Exercise prompt: Report how many lines in the records that follow have the word "drawer" in them, giving the number and nothing more.

--- --- ---

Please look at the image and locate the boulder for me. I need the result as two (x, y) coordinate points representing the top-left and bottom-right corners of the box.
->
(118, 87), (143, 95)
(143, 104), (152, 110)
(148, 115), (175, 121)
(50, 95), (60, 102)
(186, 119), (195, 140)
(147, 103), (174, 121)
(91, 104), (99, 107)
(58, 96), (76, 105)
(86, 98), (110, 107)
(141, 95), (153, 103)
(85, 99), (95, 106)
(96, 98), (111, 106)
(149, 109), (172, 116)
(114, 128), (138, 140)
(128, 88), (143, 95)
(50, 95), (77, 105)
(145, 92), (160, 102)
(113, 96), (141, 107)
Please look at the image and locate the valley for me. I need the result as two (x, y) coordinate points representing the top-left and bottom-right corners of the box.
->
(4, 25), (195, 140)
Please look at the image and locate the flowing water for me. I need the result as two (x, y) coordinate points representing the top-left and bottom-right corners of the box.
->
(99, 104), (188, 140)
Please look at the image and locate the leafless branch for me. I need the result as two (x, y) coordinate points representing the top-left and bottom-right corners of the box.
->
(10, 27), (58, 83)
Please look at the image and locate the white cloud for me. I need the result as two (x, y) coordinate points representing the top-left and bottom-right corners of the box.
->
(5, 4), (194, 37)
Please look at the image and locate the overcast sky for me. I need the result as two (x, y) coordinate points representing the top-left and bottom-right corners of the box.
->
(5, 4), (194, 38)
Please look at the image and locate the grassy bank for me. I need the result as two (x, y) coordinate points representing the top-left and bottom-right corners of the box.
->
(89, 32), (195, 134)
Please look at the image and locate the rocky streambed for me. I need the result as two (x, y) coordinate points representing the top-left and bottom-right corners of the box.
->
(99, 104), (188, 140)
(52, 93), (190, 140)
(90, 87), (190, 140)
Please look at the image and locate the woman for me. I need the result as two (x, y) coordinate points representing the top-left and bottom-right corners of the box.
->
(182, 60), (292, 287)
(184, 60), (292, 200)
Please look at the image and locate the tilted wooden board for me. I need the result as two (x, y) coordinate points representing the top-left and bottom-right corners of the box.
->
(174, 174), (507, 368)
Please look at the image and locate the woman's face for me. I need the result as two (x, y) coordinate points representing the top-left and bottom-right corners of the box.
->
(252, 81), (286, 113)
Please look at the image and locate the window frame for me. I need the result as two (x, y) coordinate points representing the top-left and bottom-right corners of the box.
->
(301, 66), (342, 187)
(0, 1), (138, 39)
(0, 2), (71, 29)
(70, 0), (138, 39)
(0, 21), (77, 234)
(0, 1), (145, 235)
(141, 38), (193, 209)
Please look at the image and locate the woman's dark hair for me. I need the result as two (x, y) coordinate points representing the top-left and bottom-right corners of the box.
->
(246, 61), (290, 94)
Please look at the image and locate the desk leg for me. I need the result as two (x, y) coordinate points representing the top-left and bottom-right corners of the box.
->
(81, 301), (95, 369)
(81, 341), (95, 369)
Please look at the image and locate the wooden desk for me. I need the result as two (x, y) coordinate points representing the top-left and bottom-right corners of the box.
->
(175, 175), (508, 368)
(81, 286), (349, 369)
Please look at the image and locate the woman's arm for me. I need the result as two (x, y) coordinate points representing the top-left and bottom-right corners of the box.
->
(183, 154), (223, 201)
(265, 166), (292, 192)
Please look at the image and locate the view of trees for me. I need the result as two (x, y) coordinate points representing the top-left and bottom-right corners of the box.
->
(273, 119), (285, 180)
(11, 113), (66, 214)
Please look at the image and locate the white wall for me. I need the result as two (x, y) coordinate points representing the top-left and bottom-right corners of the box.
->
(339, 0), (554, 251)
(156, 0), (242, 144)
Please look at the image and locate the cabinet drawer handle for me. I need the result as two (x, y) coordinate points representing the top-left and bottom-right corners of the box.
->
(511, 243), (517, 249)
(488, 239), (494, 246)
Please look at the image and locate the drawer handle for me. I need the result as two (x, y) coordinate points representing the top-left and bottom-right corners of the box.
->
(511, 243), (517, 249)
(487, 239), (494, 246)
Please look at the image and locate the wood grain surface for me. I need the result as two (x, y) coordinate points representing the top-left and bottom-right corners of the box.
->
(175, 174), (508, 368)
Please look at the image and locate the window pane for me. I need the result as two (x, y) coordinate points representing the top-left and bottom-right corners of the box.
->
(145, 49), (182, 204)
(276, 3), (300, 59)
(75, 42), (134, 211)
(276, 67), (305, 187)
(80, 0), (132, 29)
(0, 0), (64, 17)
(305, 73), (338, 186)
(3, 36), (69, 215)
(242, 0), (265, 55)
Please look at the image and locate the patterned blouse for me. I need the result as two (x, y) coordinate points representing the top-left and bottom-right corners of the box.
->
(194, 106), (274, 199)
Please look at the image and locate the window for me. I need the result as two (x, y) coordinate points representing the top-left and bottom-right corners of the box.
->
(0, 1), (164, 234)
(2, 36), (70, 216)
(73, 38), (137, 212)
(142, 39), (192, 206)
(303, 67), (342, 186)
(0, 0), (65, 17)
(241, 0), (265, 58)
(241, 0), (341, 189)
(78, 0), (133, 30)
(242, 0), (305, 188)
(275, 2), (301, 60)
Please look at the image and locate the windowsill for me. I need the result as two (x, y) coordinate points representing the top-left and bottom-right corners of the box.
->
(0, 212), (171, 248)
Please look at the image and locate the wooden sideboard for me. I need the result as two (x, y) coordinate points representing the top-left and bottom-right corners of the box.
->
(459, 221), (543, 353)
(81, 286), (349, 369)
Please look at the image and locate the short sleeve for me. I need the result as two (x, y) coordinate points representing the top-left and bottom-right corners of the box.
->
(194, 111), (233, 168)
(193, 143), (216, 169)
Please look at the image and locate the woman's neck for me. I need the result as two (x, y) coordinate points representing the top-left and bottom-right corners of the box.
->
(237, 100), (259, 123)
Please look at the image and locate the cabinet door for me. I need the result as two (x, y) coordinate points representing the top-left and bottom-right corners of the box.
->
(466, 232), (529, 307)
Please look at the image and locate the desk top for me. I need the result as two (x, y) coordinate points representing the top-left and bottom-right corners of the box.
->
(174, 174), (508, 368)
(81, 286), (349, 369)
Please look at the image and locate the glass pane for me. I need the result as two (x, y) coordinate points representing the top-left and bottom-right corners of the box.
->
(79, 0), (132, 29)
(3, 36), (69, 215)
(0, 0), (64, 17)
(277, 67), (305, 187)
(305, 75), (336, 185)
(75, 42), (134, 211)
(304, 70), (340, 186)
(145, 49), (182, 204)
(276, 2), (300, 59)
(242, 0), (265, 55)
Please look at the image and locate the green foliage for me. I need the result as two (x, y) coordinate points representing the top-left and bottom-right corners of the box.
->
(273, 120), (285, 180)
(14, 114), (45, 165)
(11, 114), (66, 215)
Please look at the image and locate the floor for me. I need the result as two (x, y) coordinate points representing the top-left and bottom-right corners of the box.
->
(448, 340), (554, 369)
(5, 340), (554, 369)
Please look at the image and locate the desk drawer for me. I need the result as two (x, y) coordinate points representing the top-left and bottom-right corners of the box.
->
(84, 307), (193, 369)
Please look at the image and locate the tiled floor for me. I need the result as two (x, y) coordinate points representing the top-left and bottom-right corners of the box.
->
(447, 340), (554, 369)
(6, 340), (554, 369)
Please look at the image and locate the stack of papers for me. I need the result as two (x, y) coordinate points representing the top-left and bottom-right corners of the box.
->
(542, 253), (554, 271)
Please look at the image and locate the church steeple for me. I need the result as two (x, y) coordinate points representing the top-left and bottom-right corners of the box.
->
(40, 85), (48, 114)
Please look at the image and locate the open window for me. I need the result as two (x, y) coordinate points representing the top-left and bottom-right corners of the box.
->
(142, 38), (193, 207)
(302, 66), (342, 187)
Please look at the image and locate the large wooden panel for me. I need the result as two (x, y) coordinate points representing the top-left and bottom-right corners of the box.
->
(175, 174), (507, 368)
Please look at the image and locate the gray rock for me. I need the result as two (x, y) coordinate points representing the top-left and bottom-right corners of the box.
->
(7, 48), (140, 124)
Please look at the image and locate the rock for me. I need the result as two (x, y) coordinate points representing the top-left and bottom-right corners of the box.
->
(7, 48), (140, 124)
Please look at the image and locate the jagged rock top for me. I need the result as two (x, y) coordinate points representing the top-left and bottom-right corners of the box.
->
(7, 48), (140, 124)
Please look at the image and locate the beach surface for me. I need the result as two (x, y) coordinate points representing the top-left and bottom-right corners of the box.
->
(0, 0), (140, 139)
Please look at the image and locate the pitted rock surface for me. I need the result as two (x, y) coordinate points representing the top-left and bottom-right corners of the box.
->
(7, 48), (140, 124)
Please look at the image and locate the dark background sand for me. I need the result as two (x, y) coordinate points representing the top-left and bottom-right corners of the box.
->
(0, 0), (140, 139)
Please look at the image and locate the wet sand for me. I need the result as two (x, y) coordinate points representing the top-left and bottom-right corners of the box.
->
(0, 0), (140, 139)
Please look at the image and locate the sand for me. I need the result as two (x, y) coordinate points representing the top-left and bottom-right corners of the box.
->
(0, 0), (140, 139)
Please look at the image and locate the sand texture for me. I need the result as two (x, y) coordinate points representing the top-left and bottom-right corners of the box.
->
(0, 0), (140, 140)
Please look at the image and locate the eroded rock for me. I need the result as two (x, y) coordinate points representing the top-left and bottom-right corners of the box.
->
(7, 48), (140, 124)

--- --- ---

Solution for this task: 3